== WHAT YOU SHOULD DO ==
Reproduce every one of the records below word for word, keeping each line in its original order.

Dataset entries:

⁂

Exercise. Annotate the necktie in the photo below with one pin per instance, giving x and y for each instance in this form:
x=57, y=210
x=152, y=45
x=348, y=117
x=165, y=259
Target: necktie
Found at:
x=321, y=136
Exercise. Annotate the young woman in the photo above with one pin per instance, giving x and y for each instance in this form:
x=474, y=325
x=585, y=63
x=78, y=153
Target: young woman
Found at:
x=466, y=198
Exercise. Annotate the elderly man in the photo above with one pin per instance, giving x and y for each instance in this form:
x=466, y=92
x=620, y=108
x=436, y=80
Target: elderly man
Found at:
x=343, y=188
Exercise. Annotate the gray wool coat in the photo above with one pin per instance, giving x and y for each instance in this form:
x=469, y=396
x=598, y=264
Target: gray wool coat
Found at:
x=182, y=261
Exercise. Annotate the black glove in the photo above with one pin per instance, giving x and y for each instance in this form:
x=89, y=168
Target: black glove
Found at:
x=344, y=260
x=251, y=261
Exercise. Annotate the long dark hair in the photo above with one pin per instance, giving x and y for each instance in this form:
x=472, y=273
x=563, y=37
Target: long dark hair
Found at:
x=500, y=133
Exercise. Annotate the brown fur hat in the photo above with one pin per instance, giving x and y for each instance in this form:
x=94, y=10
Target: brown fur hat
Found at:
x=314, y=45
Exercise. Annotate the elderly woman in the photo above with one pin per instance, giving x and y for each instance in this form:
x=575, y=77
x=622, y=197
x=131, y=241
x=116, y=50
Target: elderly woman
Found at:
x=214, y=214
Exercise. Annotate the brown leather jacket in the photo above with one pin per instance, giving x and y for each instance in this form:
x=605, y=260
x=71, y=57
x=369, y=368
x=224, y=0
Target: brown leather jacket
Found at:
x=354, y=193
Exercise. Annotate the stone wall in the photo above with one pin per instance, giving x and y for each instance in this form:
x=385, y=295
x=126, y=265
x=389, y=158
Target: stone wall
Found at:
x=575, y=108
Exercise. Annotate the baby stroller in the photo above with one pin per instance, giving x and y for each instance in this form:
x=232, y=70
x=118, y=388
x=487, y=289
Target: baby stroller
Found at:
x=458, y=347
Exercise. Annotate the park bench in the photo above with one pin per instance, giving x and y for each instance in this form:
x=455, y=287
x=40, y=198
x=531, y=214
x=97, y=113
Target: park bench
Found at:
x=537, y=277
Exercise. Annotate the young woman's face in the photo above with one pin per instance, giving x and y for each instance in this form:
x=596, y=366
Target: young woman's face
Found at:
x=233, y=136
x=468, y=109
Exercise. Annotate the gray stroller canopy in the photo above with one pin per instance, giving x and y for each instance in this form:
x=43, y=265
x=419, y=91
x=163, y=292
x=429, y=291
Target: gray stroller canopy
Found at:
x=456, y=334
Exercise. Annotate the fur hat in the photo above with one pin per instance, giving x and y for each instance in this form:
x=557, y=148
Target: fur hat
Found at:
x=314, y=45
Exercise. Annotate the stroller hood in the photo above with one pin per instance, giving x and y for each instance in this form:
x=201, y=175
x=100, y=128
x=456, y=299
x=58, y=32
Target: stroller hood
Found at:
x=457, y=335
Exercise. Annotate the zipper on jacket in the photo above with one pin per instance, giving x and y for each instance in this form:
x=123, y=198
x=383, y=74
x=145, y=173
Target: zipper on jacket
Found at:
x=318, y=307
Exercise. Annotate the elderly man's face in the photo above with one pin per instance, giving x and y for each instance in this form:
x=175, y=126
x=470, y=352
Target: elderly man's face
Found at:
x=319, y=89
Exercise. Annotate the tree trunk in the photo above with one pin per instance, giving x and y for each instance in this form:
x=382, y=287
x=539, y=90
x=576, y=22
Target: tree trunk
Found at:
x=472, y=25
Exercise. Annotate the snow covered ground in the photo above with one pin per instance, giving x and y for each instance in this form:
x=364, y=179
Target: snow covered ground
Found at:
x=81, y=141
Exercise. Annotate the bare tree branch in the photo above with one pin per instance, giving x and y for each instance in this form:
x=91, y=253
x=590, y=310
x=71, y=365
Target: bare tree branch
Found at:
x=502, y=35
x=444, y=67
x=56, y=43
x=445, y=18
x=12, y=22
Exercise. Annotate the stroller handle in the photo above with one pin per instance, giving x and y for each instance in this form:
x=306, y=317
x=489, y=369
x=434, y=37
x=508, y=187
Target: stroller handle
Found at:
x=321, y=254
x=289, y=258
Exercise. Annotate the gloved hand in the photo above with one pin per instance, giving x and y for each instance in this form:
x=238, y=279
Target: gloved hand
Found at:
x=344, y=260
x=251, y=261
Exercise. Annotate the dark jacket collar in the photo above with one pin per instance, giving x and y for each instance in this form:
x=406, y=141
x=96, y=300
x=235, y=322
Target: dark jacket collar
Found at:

⁂

== CORRECT OUTPUT ==
Exercise. Annotate the necktie in the photo below with one pin per instance, giving x and y for each instance in this form:
x=57, y=210
x=152, y=45
x=348, y=117
x=165, y=259
Target: necktie
Found at:
x=321, y=136
Exercise. Annotate the young woman in the photo above with one pin per instance, giving x and y for each instance in this form:
x=474, y=325
x=585, y=63
x=78, y=153
Target: young woman
Found at:
x=466, y=198
Exercise. Annotate the elderly man in the photo above with one pin per instance, giving x and y for each instance in this form:
x=466, y=92
x=620, y=108
x=436, y=80
Target: elderly man
Found at:
x=343, y=188
Exercise. Annotate the gray wool coat in the photo above with one pin per instance, giving x and y for each instance in this form:
x=469, y=396
x=598, y=264
Target: gray wool coat
Found at:
x=182, y=261
Exercise. Annotate the black glove in the photo above with one pin per instance, giving x and y for each instance in this form:
x=89, y=168
Target: black glove
Found at:
x=344, y=260
x=251, y=261
Exercise. Annotate the long dark hair in the photo above with one pin per instance, giving x and y for each instance in this form:
x=472, y=273
x=563, y=37
Target: long dark hair
Found at:
x=500, y=133
Exercise. Annotate the brown fur hat in the photo above with one pin per instance, giving x and y for each instance in this form:
x=94, y=10
Target: brown fur hat
Found at:
x=314, y=45
Exercise. Annotate the elderly woman in the photo above with one pin per instance, giving x and y for each instance in this form:
x=575, y=77
x=622, y=197
x=131, y=241
x=116, y=50
Target: elderly woman
Found at:
x=214, y=214
Exercise. Annotate the brown leather jacket in the photo above with one pin per instance, giving x and y for each instance in this form:
x=605, y=260
x=71, y=57
x=369, y=368
x=224, y=0
Target: brown leather jacket
Found at:
x=354, y=193
Exercise. Annotate the stone wall in the photo above with one pin per instance, giving x and y for each instance in this form:
x=385, y=295
x=126, y=265
x=389, y=158
Target: stone wall
Found at:
x=575, y=108
Exercise. Annotate the baby stroller in the photo above with one pin per instance, giving x and y for each instance in this form:
x=232, y=70
x=118, y=388
x=487, y=289
Target: baby stroller
Found at:
x=458, y=347
Exercise. Annotate the park bench in the photo above with one pin per instance, giving x and y for each instance in this form:
x=455, y=287
x=40, y=198
x=531, y=214
x=97, y=113
Target: park bench
Found at:
x=537, y=277
Exercise. Annotate the young woman's face in the photo above with one pin per instance, giving x and y for each instance in this form:
x=596, y=366
Target: young woman's face
Found at:
x=233, y=136
x=468, y=109
Exercise. Annotate the gray stroller canopy in the photo above with one pin per instance, giving x and y for each instance in this form:
x=43, y=265
x=419, y=91
x=163, y=292
x=429, y=291
Target: gray stroller canopy
Found at:
x=456, y=334
Exercise. Annotate the fur hat in the photo above with one pin per instance, giving x and y for each instance in this form:
x=557, y=148
Target: fur hat
Found at:
x=314, y=45
Exercise. Annotate the stroller hood in the photo above with one pin per instance, giving x and y for each instance in this form:
x=201, y=175
x=100, y=128
x=456, y=299
x=58, y=32
Target: stroller hood
Found at:
x=457, y=335
Exercise. Annotate the zipper on jacket in the photo above with one pin per instance, giving x and y for each instance in this form:
x=123, y=198
x=383, y=74
x=145, y=173
Target: zipper on jacket
Found at:
x=318, y=307
Exercise. Annotate the elderly man's face in the photo above with one pin per instance, giving x and y for each instance in this form:
x=175, y=126
x=470, y=352
Target: elderly man's face
Found at:
x=319, y=89
Exercise. Annotate the tree trunk in the photo above with one pin per instance, giving x and y for each instance in this form:
x=382, y=287
x=539, y=90
x=576, y=22
Target: tree trunk
Found at:
x=472, y=25
Exercise. Annotate the snow covered ground in the photo above with one pin per instance, giving x and y for each instance in this form:
x=364, y=179
Target: snow covered ground
Found at:
x=81, y=141
Exercise. Annotate the bare tree branch in the photo above with one pin per instance, giving x and y for each instance in this form:
x=91, y=253
x=590, y=310
x=71, y=365
Target: bare tree branch
Found at:
x=502, y=35
x=444, y=67
x=56, y=43
x=445, y=18
x=12, y=22
Exercise. Annotate the stroller handle in the photo above with one pin per instance, giving x and y for each instance in this form:
x=306, y=317
x=489, y=369
x=434, y=37
x=508, y=187
Target: stroller handle
Found at:
x=321, y=254
x=289, y=258
Exercise. Annotate the gloved hand in the photo above with one pin per instance, giving x and y for each instance in this form:
x=238, y=279
Target: gloved hand
Found at:
x=344, y=260
x=251, y=261
Exercise. Annotate the dark jacket collar in the photo above with one pin per instance, giving x and y for each instance in this form:
x=406, y=141
x=96, y=300
x=235, y=322
Target: dark jacket collar
Found at:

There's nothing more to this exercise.